TAREFA PROPOSTA 1: No texto sobre o discurso de Trump, em que minuto do discurso veio a menção ao Brasil?

TEXTO APRESENTADO:
====================
Nos primeiros 35 minutos de seu discurso, Trump dedicou-se a falar do muro que pretende construir na fronteira com o México. Num dos momentos mais aplaudidos, disse que o construção não dificultaria a contratação de migrantes para a agricultura - "Vocês precisam dessa gente". Nos sete minutos seguintes dedicou-se aos feitos na redução de impostos e na desregulamentação do setor.

Foi aos 43 minutos que começou a falar da concorrência no agronegócio mundial. Disse que o país assistia ao declínio da participação americana. "O que estou interessado é na América primeiro", disse, fazendo uso de seu bordão de campanha. O presidente americano citou que a Argentina, pela primeira vez em um quarto de século, abriu-se às exportações americanas de suínos - "Quando eles me pedem algo, digo, ok, mas antes me abram mercado" - e que o Japão passou a comprar as batatas de seu país.

A menção ao Brasil veio aos 47 minutos do discurso: "Temos, pela primeira vez desde 2003, a exportação de carne americana exportada para o Brasil". Deu uma parada e acrescentou o comentário: "Eles têm um novo grande líder. Dizem que ele é o Donald Trump da América do Sul". Nesse momento, com absoluto domínio de palco, perguntou, em tom de ironia, à plateia: "Vocês acreditam nisso?". Arrancou uma das mais prolongadas salva de palmas do show e foi em frente: "E ele está feliz com isso. Se não estivesse eu não gostaria do país, mas eu gosto dele [Bolsonaro]".

Depois da menção ao Brasil, Trump citou a abertura do mercado chinês, também à carne americana, "pela primeira vez em anos". E se disse disposto a reagir ao que chamou de 'roubo' de tecnologia de sementes desenvolvida em seu país. O discurso laudatório aos produtores rurais americanos terminou com uma ovação: "A grande colheita ainda está por vir. A agricultura americana será maior do que nunca".


Foi a primeira vez, em décadas, que um presidente americano compareceu à convenção anual da mais tradicional associação de lobby do agronegócio do país (Farm Bureau). Precisava conter as insatisfações do setor com o bloqueio orçamentário nem que para isso precise radicalizar a retórica da guerra comercial.

Se Trump elogiou algo no Brasil foi a subalternidade. Preza o desejo do presidente Jair Bolsonaro de replicá-lo porque assim acredita fazer valer os interesses de seu país. Na visão externada pelo presidente americano, o colega brasileiro está feliz por se achar parecido com ele, o que deve ser motivo de dúvida mas é a única razão pela qual ele gosta do Brasil.

Foi como dissesse, ok, mr. Bolsonaro o senhor deve me imitar não porque um dia vá conseguir ser um clone, mas porque é a única condição de eu levar seu país em consideração. Tudo isso num evento do setor em que o Brasil tem sua mais competitiva presença na economia mundial. É mais fácil acreditar nos fastos rendimentos do negociante de Passats e Belinas do que na percepção de que o discurso do presidente americano vai ao encontro dos interesses nacionais.

Bolsonaro não arrancou tamanha deferência de uma hora para outra. Quarenta e seis dias se passaram entre o discurso e a continência prestada por Bolsonaro a John Bolton, quando o conselheiro de segurança nacional do governo americano o visitou em sua casa no Rio. Integrante da Associação Nacional do Rifle, mais poderoso lobby pró-armas do Brasil, Bolton foi um dos principais responsáveis pela demissão do diplomata brasileiro José Maurício Bustani que, à frente do Órgão para Proibição de Armas Químicas, das Nações Unidas, atestou a inexistência de armas químicas no Iraque.
====================
INFORMAÇÕES FORNECIDAS:
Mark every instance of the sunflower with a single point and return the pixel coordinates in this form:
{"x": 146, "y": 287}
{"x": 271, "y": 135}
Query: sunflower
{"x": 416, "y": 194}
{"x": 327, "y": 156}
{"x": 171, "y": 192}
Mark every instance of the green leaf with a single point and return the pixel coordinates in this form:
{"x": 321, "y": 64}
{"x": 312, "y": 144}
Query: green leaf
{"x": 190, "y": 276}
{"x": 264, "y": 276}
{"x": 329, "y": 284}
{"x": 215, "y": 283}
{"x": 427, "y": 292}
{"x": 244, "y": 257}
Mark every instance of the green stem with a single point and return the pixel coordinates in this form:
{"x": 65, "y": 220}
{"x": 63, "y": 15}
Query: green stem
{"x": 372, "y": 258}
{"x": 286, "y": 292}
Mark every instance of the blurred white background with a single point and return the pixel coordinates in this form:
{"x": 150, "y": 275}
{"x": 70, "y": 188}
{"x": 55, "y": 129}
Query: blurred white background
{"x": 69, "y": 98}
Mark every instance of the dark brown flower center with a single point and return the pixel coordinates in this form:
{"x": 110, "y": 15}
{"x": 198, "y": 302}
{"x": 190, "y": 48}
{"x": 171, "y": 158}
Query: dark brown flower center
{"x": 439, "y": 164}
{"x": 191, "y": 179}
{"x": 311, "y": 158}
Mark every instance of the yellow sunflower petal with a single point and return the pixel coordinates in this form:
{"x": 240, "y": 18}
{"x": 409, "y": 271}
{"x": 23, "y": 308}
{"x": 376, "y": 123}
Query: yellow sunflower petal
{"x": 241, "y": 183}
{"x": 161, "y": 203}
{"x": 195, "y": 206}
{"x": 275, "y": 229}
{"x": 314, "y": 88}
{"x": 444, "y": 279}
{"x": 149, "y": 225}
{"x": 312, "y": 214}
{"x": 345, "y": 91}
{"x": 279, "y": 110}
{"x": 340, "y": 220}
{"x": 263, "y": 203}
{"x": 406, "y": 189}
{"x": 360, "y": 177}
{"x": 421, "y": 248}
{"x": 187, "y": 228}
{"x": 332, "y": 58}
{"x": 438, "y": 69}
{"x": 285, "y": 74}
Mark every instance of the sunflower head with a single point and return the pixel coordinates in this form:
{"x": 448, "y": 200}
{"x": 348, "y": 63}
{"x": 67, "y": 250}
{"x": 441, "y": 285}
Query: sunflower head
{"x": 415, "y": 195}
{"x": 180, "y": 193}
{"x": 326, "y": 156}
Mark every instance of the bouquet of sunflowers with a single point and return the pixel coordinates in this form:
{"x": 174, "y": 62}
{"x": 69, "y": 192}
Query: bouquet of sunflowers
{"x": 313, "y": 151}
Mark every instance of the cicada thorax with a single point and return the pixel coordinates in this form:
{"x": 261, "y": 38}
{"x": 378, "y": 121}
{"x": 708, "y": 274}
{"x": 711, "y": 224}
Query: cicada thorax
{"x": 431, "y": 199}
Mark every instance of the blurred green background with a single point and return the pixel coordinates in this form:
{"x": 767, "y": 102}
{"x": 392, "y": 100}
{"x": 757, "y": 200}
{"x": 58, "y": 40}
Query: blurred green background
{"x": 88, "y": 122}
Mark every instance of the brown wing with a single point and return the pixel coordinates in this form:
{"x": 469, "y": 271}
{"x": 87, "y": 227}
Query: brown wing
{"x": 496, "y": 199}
====================
TAREFA PROPOSTA 2: Reproduza sem nenhuma alteração as linhas dos registros que vão da linha que contém "Mark every instance of the cicada" até o fim dos registros, com as duas extremidades incluídas.

RESULTADO DO EXERCÍCIO 1: Aos 47 minutos do discurso.

RESULTADO DO EXERCÍCIO 2:
Mark every instance of the cicada thorax with a single point and return the pixel coordinates in this form:
{"x": 261, "y": 38}
{"x": 378, "y": 121}
{"x": 708, "y": 274}
{"x": 711, "y": 224}
Query: cicada thorax
{"x": 431, "y": 199}
Mark every instance of the blurred green background with a single point and return the pixel coordinates in this form:
{"x": 767, "y": 102}
{"x": 392, "y": 100}
{"x": 757, "y": 200}
{"x": 58, "y": 40}
Query: blurred green background
{"x": 88, "y": 122}
Mark every instance of the brown wing with a single point and return the pixel coordinates in this form:
{"x": 469, "y": 271}
{"x": 87, "y": 227}
Query: brown wing
{"x": 496, "y": 199}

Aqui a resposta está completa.